TAREA 1 -> Enumere a todas las personas mencionadas por su nombre en el texto sobre la reforma de la Facultad de Medicina.
TAREA 2 -> Redacte la continuación del texto sobre la reforma de la Facultad de Medicina a partir de su última oración.

TEXTO PROPORCIONADO ->
====

En base a esos principios, dirigentes de la AEM, como José María Fosalba, Ricardo Yanicelli y José Pedro Cardozo, dieron nueva fuerza a las aspiraciones del alumnado de Medicina. Los delegados estudiantiles, elegidos por sus pares mediante plebiscito, tuvieron oportunidad de presentar sus propuestas en la primera Reunión de Profesores y Estudiantes, celebrada el 25 de setiembre de 1919. La celebración de esta asamblea, verdadero órgano deliberativo de la facultad, era una piedra angular de la reorganización impulsada por el decano Américo Ricaldoni con la finalidad de potenciar a la institución como un centro de investigación y difusión del conocimiento. Muchos resistieron ese impulso y refutaron con ardor la participación estudiantil y la liberalización de la enseñanza. Elías Regules, uno de los principales portavoces de estas posiciones, argumentaba que los docentes tenían la función de enseñar y no de dirigir, y que los estudiantes debían “curarse” de la pretensión de “enseñarnos a los hombres de la facultad”. Estas tendencias condenaron al fracaso la segunda reunión de profesores, realizada en 1921.

====

DATOS MOSTRADOS ->

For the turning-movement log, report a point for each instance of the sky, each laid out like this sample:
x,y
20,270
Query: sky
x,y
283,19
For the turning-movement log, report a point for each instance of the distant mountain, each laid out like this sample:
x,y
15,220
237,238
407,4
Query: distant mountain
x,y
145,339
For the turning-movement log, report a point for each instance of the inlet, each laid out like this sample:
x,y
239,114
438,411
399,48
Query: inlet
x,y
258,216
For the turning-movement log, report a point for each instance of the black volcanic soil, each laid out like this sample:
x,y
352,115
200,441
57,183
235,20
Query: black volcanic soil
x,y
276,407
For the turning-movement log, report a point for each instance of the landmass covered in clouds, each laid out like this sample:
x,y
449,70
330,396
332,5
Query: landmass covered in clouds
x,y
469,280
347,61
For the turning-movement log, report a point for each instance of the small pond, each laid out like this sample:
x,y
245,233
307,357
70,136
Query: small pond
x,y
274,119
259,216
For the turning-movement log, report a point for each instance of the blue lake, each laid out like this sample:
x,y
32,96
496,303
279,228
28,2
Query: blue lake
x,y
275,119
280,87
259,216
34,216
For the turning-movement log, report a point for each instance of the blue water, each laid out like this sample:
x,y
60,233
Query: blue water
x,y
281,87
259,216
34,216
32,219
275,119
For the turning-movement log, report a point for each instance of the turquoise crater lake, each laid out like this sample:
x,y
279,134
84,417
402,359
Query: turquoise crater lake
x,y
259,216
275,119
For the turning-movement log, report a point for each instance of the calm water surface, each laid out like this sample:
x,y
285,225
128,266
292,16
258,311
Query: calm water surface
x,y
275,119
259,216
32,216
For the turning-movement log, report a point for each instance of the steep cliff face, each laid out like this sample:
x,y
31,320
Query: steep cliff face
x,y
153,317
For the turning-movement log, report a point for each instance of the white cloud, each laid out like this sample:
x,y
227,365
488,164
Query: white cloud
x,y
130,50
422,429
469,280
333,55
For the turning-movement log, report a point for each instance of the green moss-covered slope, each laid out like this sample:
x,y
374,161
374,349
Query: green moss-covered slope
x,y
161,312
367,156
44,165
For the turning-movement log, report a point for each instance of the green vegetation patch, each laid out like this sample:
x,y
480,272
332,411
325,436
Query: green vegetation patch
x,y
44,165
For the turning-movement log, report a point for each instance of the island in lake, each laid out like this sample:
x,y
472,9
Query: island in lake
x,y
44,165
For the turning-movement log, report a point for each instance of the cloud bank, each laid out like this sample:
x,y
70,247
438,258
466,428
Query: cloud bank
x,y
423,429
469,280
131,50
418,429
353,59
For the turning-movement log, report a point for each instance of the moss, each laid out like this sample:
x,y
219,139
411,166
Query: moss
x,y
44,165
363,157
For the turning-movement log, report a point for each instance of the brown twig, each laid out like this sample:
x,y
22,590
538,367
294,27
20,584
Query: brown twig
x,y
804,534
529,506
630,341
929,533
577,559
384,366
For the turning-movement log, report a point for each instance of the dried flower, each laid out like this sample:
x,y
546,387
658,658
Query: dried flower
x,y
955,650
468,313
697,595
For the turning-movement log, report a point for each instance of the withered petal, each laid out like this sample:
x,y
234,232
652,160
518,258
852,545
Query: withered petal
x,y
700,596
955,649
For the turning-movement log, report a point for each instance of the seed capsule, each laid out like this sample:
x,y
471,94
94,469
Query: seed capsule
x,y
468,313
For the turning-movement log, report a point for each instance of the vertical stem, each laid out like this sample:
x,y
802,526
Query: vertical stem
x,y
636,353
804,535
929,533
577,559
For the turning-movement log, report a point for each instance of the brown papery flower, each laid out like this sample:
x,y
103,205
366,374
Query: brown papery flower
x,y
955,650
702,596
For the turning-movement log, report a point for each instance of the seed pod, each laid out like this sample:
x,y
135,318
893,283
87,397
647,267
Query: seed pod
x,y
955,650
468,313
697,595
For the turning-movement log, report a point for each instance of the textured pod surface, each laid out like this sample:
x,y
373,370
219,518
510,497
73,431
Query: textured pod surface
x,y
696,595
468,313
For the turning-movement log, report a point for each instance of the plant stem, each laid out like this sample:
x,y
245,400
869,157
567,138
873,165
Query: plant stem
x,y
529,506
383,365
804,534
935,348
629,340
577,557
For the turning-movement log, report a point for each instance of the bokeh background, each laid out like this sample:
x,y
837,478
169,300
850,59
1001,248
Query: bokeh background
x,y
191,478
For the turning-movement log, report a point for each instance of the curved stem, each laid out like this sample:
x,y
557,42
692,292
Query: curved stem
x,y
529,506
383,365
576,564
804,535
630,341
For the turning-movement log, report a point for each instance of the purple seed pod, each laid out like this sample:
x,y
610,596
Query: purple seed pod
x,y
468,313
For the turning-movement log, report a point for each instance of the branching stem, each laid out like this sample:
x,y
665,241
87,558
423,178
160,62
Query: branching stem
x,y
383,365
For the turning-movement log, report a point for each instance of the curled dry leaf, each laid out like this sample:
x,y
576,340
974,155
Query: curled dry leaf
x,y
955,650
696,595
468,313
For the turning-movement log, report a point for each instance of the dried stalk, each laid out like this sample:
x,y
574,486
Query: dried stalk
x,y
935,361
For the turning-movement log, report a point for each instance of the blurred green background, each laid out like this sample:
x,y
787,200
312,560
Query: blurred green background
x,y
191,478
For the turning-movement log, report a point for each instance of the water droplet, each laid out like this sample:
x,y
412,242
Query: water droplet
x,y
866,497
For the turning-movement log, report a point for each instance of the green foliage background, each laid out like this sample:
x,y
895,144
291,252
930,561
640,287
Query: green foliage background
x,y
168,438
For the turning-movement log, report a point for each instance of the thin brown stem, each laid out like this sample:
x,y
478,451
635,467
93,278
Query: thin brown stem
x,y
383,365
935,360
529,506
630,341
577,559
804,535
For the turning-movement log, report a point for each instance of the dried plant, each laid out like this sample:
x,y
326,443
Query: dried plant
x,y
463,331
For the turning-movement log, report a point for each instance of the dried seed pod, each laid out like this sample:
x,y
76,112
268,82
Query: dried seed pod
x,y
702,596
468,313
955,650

====

RESPUESTA 1 ->
- José María Fosalba
- Ricardo Yanicelli
- José Pedro Cardozo
- Américo Ricaldoni
- Elías Regules

RESPUESTA 2 ->
La AEM fue un puntal fundamental del proceso de reforma en todos sus aspectos, incluyendo la implementación de cursos extraordinarios, conferencias libres, becas estudiantiles, regulaciones para los cargos docentes y cambios en el régimen de exámenes. Como resultado de esas deliberaciones, el Consejo aprobó algunas viejas aspiraciones estudiantiles, como la asistencia libre a clase, la docencia libre y la celebración de sesiones públicas de ese órgano de gobierno. También sancionó, aunque no llegaron a implementarse, mecanismos de control del profesorado. Pero, sin duda, el logro más importante de las asambleas impulsadas por Ricaldoni fue la consagración de la participación estudiantil en los asuntos universitarios.

En 1921, con motivo del alejamiento de su cargo, El Estudiante Libre dedicó al decano saliente un “homenaje de admiración y un cálido sentimiento de gratitud”, en el que destacó los aspectos innovadores de una gestión “al unísono con su tiempo”, que había sabido recoger “devotamente las enseñanzas de la época” y expresado, “con un sello peculiar y propio, el latido de las ideas nuevas”. Esta afinidad llevó a que los estudiantes respaldaran la candidatura de Ricaldoni en la elección de rector de 1922, en la que finalmente triunfó Regules, representante del pensamiento conservador y caluroso oponente del movimiento de reforma universitaria.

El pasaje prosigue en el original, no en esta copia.